◆ **Görev Tanımı A**
Kayıtlarda "every" dizesini içeren satır sayısını belirtin; yanıt olarak yalnızca sayıyı yazın.

◆ **Belge Alıntısı**
========================

44 YAŞINDAYIZ...FATSA'DA GÜNEŞ VAR. GÜNEŞ'TE FATSA VAR
Elinizdeki bu sayımızla 43 yılı geride bırakıp 44. yılımıza girmenin mutluluğunu ve gururunu yaşıyoruz.
Fatsa’nın sorunlarını gündeme taşımak, Ordu ve Ankara’daki bürokrasi sorunlarını aşmak için dönemin Devlet Hastanesi Baştabibi Opr. Dr. Osman Hilmi Memecan, Hikmet Altuntaş, Sıtkı Pazarbaşı ve İsmail Hanikaz tarafından 22 Şubat 1971 yılında kurulan ve ilçeyi ısıtıp pırıl pırıl açsın diye adını “GÜNEŞ” koydukları gazeteniz, 43 yılı geride bırakıp 44. yaşına girdi.
Değerli okurlarımız,
Bir müessesenin yaşaması sadece kendi çabalarıyla olmuyor. Yaptığı işin kamuoyu tarafından da kabul görmesi, beğenilmesi desteklemesiyle sürüyor.
Şükürler olsun Allah’a ki, sizlerin desteği, yazarlarımızın hiçbir maddi karşılık beklemeden katkıları ile bugünlere geldik. Sizlere ne kadar teşekkür etsek azdır. Sağolun varolun.
Fatsa’da Güneş var. Güneş’te Fatsa var.
Değerli okurlarımız,
Güneş gazetesinin 43 yıllık arşivini tarayıp baktığınızda, mutlaka kendinizle ya da bir yakınınızla ilgili bir haberi bulup okuma fırsatını bulabilirsiniz.
Onun için diyorum ki, Fatsa’da Güneş var. Güneş’te var.
1971 yılında yayın hayatına başlayan gazeteniz Güneş, o zaman kendi tesisleri olmadığı için ilk 2 sayısı Ünye’de Bizim Ünye Matbaasında, 32. sayısına kadar da Ordu Havadis Matbaası’nda basıldıktan sonra 1972 yılında kurulan kendi tesislerinde dizilip basılmaya başladı.
Değerli okurlarımız,
Güneş’in kendi tesislerinde basılmasından sonra yurdun dört bir yanından hatta yurt dışından okur sayısı arttı. Okurlarımızın gösterdikleri bu ilgiden cesaret alarak 1974 yılında 41x57 ebadında otomatik Haıdelberg baskı makinesi alarak, daha temiz bir baskı ile okurlarımızın karşısına çıktık. İlerleyen yıllarda, Ordu’nun hiç bir ilçesinde olmayan ve o yıllarda modern teknoloji olarak kabul edilen Entertip dizgi makinesiyla dizilen gazetemiz, dizgisi ve baskısıyla daha farklı görünümüyle okurlarıyla buluştu.
Yıllar içerisinde ilkelleşen teknolojiyi de geride bırakıp, 1992 yılından itibaren diğer ilçelerde olmayan bilgisayar sistemi ve ofset baskı teknolojisiyle basılıp dağıtılan gazeteniz, ilçenin sorunlarını da takip ederek çözüm yolları aradı.

========================

◆ **Sağlanan Bilgiler**
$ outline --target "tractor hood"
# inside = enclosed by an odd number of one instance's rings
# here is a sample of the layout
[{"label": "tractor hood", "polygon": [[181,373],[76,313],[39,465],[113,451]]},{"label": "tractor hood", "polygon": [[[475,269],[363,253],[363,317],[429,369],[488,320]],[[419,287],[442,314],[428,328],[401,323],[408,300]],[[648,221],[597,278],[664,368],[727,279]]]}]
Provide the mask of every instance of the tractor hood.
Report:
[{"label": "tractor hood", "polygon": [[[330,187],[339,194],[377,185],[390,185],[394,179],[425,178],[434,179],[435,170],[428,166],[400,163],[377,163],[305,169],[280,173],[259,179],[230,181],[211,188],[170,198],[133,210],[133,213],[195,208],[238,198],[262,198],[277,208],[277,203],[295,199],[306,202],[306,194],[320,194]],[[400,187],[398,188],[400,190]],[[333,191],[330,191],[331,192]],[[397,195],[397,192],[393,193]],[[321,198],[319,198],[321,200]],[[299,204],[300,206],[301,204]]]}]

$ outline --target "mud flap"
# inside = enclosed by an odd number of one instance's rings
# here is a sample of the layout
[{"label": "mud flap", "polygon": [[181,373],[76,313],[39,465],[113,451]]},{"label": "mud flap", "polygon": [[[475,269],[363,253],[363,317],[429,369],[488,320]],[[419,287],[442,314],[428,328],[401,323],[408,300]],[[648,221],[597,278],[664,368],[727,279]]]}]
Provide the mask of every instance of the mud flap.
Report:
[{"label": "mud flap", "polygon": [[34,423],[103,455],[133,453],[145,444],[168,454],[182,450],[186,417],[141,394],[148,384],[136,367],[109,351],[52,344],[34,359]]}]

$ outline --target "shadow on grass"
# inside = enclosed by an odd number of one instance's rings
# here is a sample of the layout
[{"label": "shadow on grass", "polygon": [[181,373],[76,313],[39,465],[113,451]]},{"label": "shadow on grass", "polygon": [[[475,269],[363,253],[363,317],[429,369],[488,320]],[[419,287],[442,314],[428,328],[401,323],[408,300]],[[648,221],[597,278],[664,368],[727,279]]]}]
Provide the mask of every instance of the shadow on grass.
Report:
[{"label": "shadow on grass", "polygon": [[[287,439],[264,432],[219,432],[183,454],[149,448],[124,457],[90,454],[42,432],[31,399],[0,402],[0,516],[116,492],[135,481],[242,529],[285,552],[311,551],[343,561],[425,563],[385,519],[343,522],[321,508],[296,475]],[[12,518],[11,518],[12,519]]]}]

========================

◆ **Görev Tanımı B**
Güneş gazetesinin 44. yılına giriş yazısını, son cümlesinden sonra aynı üslupla sürdürün.

◆ **Doğru Yanıt A**
3

◆ **Doğru Yanıt B**
Bugün ilçede yapılan hizmetlerin bir çoğunun gündeme gelmesinde ve yapılmasında (Direkli -Tazvara yolunun yapılması, Limanın yapılması, derinleştirilmesi, Devlet Hastanesine arsa alımı, yatak kapasitesinin genişletilmesi, Anadolu Lisesi, Denizcilik Meslek Lisesi, Fakültenin açılması, Yunus Emre Köprüsü’nün yapılması, Köylere Hizmet Götürme Birliğine yurt dışından araç geti rilmesi, vs.) gazeteniz Güneş’in önderliği ve başlattığı kampanyalarla olmuştur.
Değerli Güneş okurları,
Kağıdı, kalemi elime alıp yazdığım ilk haberim 1972 yılında bir kaza ve ölüm haberi idi. Mayıs 7’si kabul edilen 20 Mayıs günü dayımın kızı Arzu Çamaş, yolun karşısına geçmek isterken, geçirdiği kaza sonucu yaşamını yitirmişti. Gazetemiz o yıllarda Ordu’da basıldığı için göz yaşları içerisinde Havadis Matbaasını arayıp Ahmet Gürpınar ağabeyime haberimi yazdırmıştım.
Ben de iz bırakan ikinci anım ise, 12 Eylül sonrası ilçeye gelen askeri yönetimin komutanı merhum Eşref Bitlis Paşa ile oldu.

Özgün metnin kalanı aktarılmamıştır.